Your task: Write out all the entries word for word, but skip any images.

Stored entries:

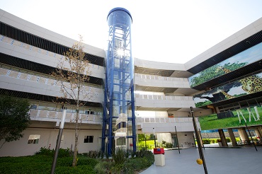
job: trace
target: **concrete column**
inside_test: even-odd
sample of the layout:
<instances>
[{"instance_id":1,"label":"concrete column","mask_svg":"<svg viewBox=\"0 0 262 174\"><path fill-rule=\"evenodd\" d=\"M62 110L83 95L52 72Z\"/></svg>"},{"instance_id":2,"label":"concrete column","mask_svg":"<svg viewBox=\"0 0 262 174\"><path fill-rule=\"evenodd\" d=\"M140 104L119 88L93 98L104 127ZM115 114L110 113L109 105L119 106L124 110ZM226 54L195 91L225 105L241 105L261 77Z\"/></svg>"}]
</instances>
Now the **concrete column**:
<instances>
[{"instance_id":1,"label":"concrete column","mask_svg":"<svg viewBox=\"0 0 262 174\"><path fill-rule=\"evenodd\" d=\"M228 145L227 145L226 137L224 136L223 129L218 129L218 133L220 134L220 137L221 139L222 146L223 147L227 147Z\"/></svg>"},{"instance_id":2,"label":"concrete column","mask_svg":"<svg viewBox=\"0 0 262 174\"><path fill-rule=\"evenodd\" d=\"M232 129L227 129L227 132L228 132L228 134L229 134L231 141L232 142L232 146L237 146L237 143L236 137L234 137Z\"/></svg>"},{"instance_id":3,"label":"concrete column","mask_svg":"<svg viewBox=\"0 0 262 174\"><path fill-rule=\"evenodd\" d=\"M247 142L249 144L250 143L250 140L249 140L249 136L247 135L247 133L246 132L246 129L244 128L244 127L241 127L241 128L239 128L238 129L238 131L239 132L239 135L240 135L241 139L243 141L247 141Z\"/></svg>"}]
</instances>

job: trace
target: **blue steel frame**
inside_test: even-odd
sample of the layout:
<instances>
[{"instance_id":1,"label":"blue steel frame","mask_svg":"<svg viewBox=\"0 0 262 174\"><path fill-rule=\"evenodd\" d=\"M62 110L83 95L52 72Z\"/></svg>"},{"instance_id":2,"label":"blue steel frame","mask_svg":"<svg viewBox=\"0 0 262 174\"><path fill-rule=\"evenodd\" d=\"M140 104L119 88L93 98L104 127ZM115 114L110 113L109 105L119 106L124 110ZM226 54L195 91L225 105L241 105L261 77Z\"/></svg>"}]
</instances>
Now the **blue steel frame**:
<instances>
[{"instance_id":1,"label":"blue steel frame","mask_svg":"<svg viewBox=\"0 0 262 174\"><path fill-rule=\"evenodd\" d=\"M136 126L135 117L134 59L132 56L130 13L123 8L112 9L108 16L109 26L108 47L106 56L105 98L102 129L101 150L109 155L114 149L114 132L120 128L115 125L120 115L131 121L133 151L137 151ZM116 127L116 128L115 128ZM107 140L107 141L106 141Z\"/></svg>"}]
</instances>

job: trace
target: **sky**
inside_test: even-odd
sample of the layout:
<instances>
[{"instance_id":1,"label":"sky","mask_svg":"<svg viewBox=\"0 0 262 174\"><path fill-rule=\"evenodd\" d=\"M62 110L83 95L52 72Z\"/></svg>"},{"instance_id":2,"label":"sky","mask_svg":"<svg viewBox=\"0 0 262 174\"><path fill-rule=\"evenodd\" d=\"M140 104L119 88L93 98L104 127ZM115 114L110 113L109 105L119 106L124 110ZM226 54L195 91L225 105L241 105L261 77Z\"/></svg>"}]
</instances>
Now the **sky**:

Answer for the task:
job: trace
target: **concrete column**
inside_test: even-odd
sample of the layout:
<instances>
[{"instance_id":1,"label":"concrete column","mask_svg":"<svg viewBox=\"0 0 262 174\"><path fill-rule=\"evenodd\" d=\"M62 110L83 95L52 72Z\"/></svg>"},{"instance_id":2,"label":"concrete column","mask_svg":"<svg viewBox=\"0 0 262 174\"><path fill-rule=\"evenodd\" d=\"M140 104L119 88L93 98L104 127ZM115 114L110 113L109 105L119 106L124 110ZM226 54L195 91L225 105L241 105L261 77Z\"/></svg>"}]
</instances>
Now the **concrete column**:
<instances>
[{"instance_id":1,"label":"concrete column","mask_svg":"<svg viewBox=\"0 0 262 174\"><path fill-rule=\"evenodd\" d=\"M228 145L227 145L226 137L224 136L223 129L218 129L218 133L220 134L220 137L221 139L222 146L223 147L227 147Z\"/></svg>"},{"instance_id":2,"label":"concrete column","mask_svg":"<svg viewBox=\"0 0 262 174\"><path fill-rule=\"evenodd\" d=\"M232 129L227 129L227 132L228 132L228 134L229 134L231 141L232 142L232 146L237 146L237 143L236 137L234 137Z\"/></svg>"},{"instance_id":3,"label":"concrete column","mask_svg":"<svg viewBox=\"0 0 262 174\"><path fill-rule=\"evenodd\" d=\"M247 142L249 144L250 143L250 140L249 140L249 136L247 135L247 133L246 132L246 129L244 128L244 127L241 127L241 128L239 128L238 129L238 131L239 132L239 135L240 135L241 139L243 141L247 141Z\"/></svg>"}]
</instances>

job: trace
target: **blue steel frame**
inside_test: even-odd
sample of the layout:
<instances>
[{"instance_id":1,"label":"blue steel frame","mask_svg":"<svg viewBox=\"0 0 262 174\"><path fill-rule=\"evenodd\" d=\"M62 110L83 95L52 72Z\"/></svg>"},{"instance_id":2,"label":"blue steel frame","mask_svg":"<svg viewBox=\"0 0 262 174\"><path fill-rule=\"evenodd\" d=\"M140 104L119 88L93 98L104 127ZM115 114L110 113L109 105L119 106L124 110ZM226 54L195 91L225 105L241 105L261 77Z\"/></svg>"}]
</instances>
Now the **blue steel frame**:
<instances>
[{"instance_id":1,"label":"blue steel frame","mask_svg":"<svg viewBox=\"0 0 262 174\"><path fill-rule=\"evenodd\" d=\"M136 126L135 117L134 59L132 56L130 13L123 8L112 9L108 16L109 26L108 47L106 56L105 98L102 129L101 150L109 155L114 149L114 132L120 128L115 125L120 115L131 121L133 151L137 151ZM116 127L116 128L115 128ZM107 140L107 141L106 141Z\"/></svg>"}]
</instances>

job: trace
target: **sky**
inside_test: even-odd
sample of the layout:
<instances>
[{"instance_id":1,"label":"sky","mask_svg":"<svg viewBox=\"0 0 262 174\"><path fill-rule=\"evenodd\" d=\"M62 110L83 95L52 72Z\"/></svg>"},{"instance_id":2,"label":"sky","mask_svg":"<svg viewBox=\"0 0 262 174\"><path fill-rule=\"evenodd\" d=\"M140 104L119 88L93 98L104 127ZM115 114L110 113L109 105L119 106L124 110ZM226 54L195 91L225 105L241 105L261 77Z\"/></svg>"}]
</instances>
Now the **sky**:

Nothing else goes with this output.